Posted by: Kirsten Pisto, Communications

Attention TGIFers: Here is your update on the most adorable trio in Seattle. Our wriggly little lion cubs aced their 6-week exams this morning. Zoo veterinarians gave the energetic cublets a clean bill of health and good marks on their growth milestones. The routine wellness exam included blood draws, vaccinations, weigh-ins and an overall health assessment for the three boys.
The cubs were a bit suspicious of the stethoscope, but all in all they were very calm during their exam. Photo by Ryan Hawk, Woodland Park Zoo.
Throughout the exam the cubs were pretty quiet with a few occasional little growls. Their keepers were by their side at all times to reassure them. Photo by Ryan Hawk, Woodland Park Zoo.
The cubs currently weigh between 15 and 17 pounds, which means they are getting plenty of mom’s milk and are growing quickly. The smallest cub is also the feistiest, just in case you were curious. 

“We’re very pleased to report that the cubs are feisty, as they should be, and strong,” said Dr. Darin Collins, Woodland Park Zoo’s director of Animal Health Programs. “They’re healthy, robust and within the normal weight range of lion cubs at their age. From the looks of their full, round bellies, they’re nursing regularly and Adia continues to be a good, attentive mother with her second litter.”

At this stage, the cubs’ fur is quite downy. As they grow, their under-fur will become thinner and their coat will become a bit more course. Photo by Ryan Hawk, Woodland Park Zoo.

PROVIDED MATERIAL:

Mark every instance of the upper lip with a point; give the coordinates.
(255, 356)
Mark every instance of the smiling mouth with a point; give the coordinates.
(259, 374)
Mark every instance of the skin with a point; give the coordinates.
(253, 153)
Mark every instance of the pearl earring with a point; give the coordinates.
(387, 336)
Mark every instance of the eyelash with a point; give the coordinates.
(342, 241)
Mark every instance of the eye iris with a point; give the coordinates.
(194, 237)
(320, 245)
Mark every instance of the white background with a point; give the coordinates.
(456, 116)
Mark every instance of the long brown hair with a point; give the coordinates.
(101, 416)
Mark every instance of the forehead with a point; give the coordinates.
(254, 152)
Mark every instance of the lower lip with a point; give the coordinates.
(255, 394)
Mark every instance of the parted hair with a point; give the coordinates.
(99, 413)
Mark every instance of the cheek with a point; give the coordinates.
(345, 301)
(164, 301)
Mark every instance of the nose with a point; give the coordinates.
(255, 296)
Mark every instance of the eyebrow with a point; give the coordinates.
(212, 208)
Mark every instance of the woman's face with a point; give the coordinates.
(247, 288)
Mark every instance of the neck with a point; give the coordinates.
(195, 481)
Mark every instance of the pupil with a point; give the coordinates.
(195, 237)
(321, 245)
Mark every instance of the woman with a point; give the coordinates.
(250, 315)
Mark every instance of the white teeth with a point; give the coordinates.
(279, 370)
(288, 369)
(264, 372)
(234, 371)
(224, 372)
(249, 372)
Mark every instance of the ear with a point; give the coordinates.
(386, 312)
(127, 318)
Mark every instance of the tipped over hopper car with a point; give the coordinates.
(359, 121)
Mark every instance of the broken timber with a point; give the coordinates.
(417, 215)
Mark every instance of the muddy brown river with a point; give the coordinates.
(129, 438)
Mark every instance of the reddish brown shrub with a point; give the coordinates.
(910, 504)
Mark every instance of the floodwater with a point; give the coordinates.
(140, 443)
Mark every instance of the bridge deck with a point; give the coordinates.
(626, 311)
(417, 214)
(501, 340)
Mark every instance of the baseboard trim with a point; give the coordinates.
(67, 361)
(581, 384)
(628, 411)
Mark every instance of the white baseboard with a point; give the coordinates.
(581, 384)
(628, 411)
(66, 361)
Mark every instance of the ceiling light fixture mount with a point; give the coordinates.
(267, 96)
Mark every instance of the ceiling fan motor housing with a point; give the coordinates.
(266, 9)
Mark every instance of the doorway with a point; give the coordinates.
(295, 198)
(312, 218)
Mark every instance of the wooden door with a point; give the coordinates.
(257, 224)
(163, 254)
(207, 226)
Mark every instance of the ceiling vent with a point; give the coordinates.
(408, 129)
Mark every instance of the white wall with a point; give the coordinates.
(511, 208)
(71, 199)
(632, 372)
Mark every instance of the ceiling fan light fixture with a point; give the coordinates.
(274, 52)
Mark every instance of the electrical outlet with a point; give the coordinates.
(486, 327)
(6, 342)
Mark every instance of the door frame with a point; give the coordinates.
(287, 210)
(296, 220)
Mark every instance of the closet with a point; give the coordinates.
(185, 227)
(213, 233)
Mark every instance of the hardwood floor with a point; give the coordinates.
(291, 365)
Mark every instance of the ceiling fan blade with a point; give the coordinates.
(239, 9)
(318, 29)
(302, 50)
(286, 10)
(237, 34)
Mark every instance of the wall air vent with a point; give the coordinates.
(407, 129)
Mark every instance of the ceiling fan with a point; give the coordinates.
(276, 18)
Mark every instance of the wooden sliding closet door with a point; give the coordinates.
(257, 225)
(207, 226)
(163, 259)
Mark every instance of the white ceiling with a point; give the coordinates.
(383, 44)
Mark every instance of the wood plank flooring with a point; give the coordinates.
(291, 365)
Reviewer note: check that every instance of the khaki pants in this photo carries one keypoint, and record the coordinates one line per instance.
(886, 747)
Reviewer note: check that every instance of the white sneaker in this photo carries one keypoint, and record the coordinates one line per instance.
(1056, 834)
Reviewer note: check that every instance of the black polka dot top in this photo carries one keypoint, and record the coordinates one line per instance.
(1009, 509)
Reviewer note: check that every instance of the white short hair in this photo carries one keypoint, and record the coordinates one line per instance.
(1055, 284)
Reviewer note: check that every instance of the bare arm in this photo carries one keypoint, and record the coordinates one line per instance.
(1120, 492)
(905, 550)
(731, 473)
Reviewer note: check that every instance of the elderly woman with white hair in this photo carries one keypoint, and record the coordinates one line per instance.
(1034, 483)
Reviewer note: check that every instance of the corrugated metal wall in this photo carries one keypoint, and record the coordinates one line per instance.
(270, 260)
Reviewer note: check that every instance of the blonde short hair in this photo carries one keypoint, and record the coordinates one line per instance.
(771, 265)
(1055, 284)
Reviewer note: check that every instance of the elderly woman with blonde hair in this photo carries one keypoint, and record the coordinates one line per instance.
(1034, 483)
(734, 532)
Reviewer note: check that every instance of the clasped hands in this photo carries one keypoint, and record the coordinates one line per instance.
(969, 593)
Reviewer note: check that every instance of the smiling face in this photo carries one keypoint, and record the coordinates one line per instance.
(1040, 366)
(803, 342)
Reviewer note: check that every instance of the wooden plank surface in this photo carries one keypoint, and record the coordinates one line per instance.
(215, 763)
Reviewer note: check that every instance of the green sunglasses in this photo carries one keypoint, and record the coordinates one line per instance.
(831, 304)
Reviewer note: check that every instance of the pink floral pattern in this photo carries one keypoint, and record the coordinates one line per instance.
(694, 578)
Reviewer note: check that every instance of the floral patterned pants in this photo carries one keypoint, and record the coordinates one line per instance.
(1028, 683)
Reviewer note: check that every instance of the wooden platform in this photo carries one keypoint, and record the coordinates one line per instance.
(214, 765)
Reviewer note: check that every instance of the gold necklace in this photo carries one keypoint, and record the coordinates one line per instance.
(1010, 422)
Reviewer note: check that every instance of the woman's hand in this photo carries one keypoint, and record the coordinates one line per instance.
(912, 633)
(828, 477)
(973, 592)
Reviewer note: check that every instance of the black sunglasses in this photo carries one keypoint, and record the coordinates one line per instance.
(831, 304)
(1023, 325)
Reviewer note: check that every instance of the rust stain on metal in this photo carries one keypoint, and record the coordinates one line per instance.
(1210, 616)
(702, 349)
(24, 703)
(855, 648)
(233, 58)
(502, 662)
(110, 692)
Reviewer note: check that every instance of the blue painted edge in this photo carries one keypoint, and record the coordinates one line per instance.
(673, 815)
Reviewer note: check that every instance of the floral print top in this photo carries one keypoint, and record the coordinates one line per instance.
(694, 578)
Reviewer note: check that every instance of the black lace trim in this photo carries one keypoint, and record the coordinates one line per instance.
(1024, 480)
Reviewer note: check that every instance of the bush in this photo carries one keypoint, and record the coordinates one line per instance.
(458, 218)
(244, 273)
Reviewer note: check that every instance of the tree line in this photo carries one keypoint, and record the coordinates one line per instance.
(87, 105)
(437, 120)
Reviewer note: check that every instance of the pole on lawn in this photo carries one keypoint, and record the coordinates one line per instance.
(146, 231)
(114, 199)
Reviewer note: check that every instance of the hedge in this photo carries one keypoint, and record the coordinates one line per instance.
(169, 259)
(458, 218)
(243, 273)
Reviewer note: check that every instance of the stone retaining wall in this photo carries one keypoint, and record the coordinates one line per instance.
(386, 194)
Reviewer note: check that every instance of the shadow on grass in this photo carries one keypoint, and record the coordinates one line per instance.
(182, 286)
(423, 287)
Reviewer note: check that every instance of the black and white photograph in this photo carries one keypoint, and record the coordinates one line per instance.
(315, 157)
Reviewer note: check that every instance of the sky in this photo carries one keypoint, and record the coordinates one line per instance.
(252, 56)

TASK INSTRUCTIONS:
1. Using the lion cub post, mark each statement yes or no and quote the words that decide it. (a) The cubs currently weigh between 15 and 17 pounds. (b) The smallest cub is the calmest of the three. (c) The keepers left the cubs alone during the exam.
2. According to the lion cub post, what position does Dr. Darin Collins hold?
3. Write out the lion cub post from "The cubs currently" to "you were curious.".

ANSWERS FOR THIS EXERCISE:
1.
(a) Yes: "The cubs currently weigh between 15 and 17 pounds"
(b) No: "The smallest cub is also the feistiest"
(c) No: "Their keepers were by their side at all times to reassure them."

2. He is Woodland Park Zoo's director of Animal Health Programs.

3.
The cubs currently weigh between 15 and 17 pounds, which means they are getting plenty of mom’s milk and are growing quickly. The smallest cub is also the feistiest, just in case you were curious.